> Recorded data
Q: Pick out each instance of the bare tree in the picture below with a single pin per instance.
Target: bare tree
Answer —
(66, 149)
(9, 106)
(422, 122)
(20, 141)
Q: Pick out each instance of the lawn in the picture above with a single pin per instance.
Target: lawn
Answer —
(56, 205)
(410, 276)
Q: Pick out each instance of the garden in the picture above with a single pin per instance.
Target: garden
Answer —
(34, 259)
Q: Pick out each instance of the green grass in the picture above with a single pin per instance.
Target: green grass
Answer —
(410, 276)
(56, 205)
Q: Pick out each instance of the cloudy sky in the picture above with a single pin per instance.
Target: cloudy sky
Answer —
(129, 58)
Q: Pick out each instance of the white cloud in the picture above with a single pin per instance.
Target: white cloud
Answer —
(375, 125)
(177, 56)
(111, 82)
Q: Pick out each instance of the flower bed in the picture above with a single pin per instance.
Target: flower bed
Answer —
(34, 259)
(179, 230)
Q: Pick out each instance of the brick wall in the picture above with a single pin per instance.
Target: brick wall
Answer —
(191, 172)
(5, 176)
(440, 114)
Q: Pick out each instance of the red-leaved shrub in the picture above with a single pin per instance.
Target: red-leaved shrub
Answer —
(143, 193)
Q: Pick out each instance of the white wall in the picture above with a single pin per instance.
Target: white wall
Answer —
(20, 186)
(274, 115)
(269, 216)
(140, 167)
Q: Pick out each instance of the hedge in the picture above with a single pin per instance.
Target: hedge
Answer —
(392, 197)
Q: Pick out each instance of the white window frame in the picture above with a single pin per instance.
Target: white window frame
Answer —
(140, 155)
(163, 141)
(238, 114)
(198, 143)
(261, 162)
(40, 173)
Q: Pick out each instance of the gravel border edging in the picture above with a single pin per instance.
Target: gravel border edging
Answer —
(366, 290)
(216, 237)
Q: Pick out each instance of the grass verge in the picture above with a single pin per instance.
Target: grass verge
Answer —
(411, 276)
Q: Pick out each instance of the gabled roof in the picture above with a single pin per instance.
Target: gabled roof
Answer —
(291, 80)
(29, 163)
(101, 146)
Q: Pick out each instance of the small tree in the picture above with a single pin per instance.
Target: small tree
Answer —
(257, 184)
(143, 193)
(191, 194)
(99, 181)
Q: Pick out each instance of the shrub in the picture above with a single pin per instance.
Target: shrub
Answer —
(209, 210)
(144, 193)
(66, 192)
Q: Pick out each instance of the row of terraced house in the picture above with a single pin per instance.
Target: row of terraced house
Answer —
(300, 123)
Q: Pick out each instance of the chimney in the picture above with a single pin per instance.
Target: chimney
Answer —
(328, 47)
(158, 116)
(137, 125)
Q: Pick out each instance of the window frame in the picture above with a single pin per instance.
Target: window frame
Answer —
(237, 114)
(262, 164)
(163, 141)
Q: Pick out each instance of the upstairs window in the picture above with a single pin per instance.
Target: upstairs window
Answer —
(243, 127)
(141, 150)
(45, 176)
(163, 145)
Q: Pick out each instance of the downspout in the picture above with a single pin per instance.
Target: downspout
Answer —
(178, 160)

> What the task asks
Write out all the entries once more, exactly.

> Exercise answer
Q: Pick out each instance of the bare tree in the picture below with a single pin per instance.
Target: bare tree
Answer —
(66, 149)
(9, 106)
(422, 122)
(20, 141)
Q: Pick out each instance of the lawn in the picture above with a single pin per instance.
Target: lawn
Answer —
(56, 205)
(410, 276)
Q: Pick out each instance of the garden in the picture above with a single pin per instance.
Target: garden
Answer —
(34, 259)
Q: Pick out each instance of the green grass in the picture above with a single pin per instance.
Target: green grass
Answer —
(410, 276)
(56, 205)
Q: Pick out each instance of the cloudy sky in the picture above with a single pin per instance.
Target: cloudy sky
Answer —
(129, 58)
Q: Pick out each instance of the white cloud in the picture above with a single pin per instance.
Target: white cloud
Answer —
(375, 125)
(177, 56)
(111, 82)
Q: Pick out each instance of the flower bed in the picture above with a single pin per instance.
Target: flower bed
Answer —
(34, 259)
(179, 230)
Q: Pick out each instance of the brick wall in the picture above with a single pin per instance.
Target: brick wall
Answer —
(191, 172)
(5, 176)
(440, 114)
Q: Pick out each instance of the red-leaved shrub in the picture above with a single pin per instance.
Target: red-leaved shrub
Answer —
(143, 193)
Q: Pick out each instance of the white wall in the picture above with a single pin per instance.
Target: white wall
Answer —
(20, 186)
(274, 115)
(269, 216)
(140, 167)
Q: Pick out each instance of the hedge in the picture above with a single pin per instance.
Target: hedge
Answer —
(392, 197)
Q: Pick out each instance of the white window frame in the picture above with a single pin per instance.
Target: white window frame
Answer —
(140, 155)
(163, 141)
(238, 114)
(198, 143)
(261, 162)
(40, 173)
Q: Pick out each instance of the gravel border edging in the picture above with a single pin per instance.
Target: gravel border edging
Answer —
(366, 290)
(216, 237)
Q: Pick out each instance of the grass verge in the picture above with a single pin per instance.
Target: grass verge
Answer —
(411, 276)
Q: Pick out each instance of the gabled roof in the picture above with a single pin per instance.
Target: gabled roof
Answer —
(291, 80)
(29, 163)
(101, 146)
Q: Pick out each instance of the small tree in the picture above with a single pin per instance.
Target: small tree
Answer —
(257, 184)
(143, 193)
(191, 194)
(99, 181)
Q: Pick out each instance of the shrub in the picture above with a single pin per instance.
Target: shrub
Answer —
(209, 210)
(144, 193)
(66, 192)
Q: Pick out each instance of the row of terraced house in the picture above with a single pin per instance.
Target: row of terraced house
Answer —
(300, 123)
Q: Pick out each instance of the chimney in the picture above with a single pin per instance.
Target: chimney
Answer —
(328, 47)
(158, 116)
(137, 125)
Q: Pick out each instance of the window frame in the picture above with a single pin per instance.
Target: window frame
Answer —
(237, 114)
(262, 164)
(163, 141)
Q: Pick out each instance of the upstairs window in the picture above with a single pin per instance.
Target: upstairs window
Answer —
(243, 127)
(141, 150)
(45, 176)
(163, 145)
Q: Pick out each instance of the downspout in the picture above with a single pin per instance.
Target: downspout
Answer —
(178, 160)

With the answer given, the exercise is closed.